(begin)

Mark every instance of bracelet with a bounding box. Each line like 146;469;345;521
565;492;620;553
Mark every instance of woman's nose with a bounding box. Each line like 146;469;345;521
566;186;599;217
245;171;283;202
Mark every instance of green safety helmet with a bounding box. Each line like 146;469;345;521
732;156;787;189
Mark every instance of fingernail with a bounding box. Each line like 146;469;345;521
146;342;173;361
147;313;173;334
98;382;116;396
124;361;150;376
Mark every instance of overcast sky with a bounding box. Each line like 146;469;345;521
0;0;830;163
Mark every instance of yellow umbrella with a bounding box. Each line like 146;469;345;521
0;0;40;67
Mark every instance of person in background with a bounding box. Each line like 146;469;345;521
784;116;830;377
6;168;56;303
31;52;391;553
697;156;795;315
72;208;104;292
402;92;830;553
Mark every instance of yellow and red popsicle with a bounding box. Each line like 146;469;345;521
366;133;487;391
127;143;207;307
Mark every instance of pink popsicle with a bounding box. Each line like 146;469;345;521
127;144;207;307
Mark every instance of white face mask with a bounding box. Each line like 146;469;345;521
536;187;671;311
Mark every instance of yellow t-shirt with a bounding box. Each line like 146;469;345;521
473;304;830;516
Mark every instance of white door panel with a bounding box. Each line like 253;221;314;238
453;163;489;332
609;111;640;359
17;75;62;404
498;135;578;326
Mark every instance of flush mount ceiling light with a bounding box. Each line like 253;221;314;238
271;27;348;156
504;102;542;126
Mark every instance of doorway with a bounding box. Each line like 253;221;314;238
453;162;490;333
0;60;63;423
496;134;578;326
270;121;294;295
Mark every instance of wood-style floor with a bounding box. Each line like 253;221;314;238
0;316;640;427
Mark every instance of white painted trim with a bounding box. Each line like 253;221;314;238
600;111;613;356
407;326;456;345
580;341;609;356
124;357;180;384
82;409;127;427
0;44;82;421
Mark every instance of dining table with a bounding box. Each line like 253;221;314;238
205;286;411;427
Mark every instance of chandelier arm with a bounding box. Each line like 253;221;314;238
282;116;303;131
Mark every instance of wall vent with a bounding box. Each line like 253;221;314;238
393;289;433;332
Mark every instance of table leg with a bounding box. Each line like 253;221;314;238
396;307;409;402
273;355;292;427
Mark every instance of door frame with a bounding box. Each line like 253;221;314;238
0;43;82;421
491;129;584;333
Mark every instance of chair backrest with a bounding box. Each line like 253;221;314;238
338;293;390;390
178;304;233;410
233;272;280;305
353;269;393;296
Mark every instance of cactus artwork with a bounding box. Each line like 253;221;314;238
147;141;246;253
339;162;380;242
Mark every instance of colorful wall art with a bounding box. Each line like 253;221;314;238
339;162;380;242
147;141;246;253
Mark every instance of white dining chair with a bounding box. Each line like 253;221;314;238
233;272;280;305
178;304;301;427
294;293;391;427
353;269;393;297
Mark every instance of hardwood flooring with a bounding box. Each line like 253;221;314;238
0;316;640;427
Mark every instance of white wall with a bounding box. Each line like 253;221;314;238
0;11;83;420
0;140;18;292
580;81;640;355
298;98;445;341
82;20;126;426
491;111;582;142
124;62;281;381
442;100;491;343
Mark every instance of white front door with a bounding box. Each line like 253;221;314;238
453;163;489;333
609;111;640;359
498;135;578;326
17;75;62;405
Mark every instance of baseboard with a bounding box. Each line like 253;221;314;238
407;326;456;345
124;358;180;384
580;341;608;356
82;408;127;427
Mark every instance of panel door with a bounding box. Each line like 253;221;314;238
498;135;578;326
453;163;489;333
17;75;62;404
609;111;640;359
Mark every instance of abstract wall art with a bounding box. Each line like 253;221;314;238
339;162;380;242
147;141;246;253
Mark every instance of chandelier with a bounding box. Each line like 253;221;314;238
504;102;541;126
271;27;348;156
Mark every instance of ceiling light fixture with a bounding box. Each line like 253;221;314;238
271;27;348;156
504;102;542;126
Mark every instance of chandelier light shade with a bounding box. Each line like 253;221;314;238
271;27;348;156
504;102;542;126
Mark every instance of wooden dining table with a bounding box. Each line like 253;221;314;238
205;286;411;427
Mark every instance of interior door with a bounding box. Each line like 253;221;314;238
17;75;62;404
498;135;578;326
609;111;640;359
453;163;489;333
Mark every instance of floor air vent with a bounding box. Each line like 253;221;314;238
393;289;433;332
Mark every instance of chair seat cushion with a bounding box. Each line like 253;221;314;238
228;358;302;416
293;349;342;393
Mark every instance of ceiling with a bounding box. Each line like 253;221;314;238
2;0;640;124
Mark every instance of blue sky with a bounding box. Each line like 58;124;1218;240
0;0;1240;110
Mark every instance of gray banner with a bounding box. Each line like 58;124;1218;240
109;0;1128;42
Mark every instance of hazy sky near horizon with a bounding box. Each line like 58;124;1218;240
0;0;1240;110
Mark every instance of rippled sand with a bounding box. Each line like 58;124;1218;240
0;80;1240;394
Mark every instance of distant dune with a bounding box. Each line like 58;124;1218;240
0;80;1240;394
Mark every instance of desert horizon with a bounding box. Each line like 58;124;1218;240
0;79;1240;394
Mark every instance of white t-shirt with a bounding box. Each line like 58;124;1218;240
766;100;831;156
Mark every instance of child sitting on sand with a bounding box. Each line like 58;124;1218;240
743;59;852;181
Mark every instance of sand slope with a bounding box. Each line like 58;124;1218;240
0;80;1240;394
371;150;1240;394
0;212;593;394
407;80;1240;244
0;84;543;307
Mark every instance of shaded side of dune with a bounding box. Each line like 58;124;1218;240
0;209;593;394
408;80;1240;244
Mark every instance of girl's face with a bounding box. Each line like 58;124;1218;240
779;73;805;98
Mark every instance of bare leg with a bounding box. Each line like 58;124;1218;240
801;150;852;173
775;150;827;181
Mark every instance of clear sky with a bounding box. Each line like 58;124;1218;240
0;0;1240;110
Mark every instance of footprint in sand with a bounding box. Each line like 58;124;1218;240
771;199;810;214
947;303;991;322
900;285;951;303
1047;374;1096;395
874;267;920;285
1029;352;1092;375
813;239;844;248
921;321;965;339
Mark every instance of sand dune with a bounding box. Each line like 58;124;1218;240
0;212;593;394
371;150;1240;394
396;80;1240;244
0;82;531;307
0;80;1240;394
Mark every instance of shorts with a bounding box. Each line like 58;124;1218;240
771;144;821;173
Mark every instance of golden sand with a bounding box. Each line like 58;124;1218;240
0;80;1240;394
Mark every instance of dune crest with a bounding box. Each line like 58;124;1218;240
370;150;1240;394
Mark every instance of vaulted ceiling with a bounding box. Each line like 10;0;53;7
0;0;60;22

(end)

Locate each line of the records containing the string "dining", with case counting, and copy those lines.

Mark every instance of dining table with a bounding box. Each line like 253;221;314;238
Mark every instance of white dining chair with a bounding box. Each line like 253;221;314;238
Mark every instance of wooden dining table with a bounding box. Each line like 253;221;314;238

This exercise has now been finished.